Rewrite the items below, putting "granite boulder" wherever "gray stone" appears and leaving every other part unchanged.

**Dataset excerpts:**
= = = = = = =
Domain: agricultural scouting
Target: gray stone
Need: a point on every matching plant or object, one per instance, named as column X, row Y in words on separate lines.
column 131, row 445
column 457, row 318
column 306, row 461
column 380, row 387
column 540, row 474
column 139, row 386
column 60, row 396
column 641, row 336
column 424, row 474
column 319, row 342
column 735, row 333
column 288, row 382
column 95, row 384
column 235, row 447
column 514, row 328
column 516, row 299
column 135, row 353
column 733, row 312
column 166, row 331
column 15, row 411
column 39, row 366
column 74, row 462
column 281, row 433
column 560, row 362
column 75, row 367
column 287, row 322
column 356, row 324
= = = = = = =
**Task result:**
Domain: agricultural scouting
Target: granite boulder
Need: a point on every matching plant or object, one per instance, named as column X, row Y in words on separate lines.
column 131, row 445
column 457, row 318
column 306, row 461
column 380, row 387
column 540, row 474
column 139, row 386
column 60, row 396
column 641, row 336
column 424, row 474
column 319, row 342
column 735, row 333
column 288, row 382
column 95, row 384
column 235, row 447
column 514, row 328
column 516, row 299
column 135, row 353
column 733, row 312
column 166, row 331
column 15, row 411
column 39, row 366
column 74, row 462
column 281, row 433
column 560, row 362
column 75, row 367
column 287, row 322
column 356, row 324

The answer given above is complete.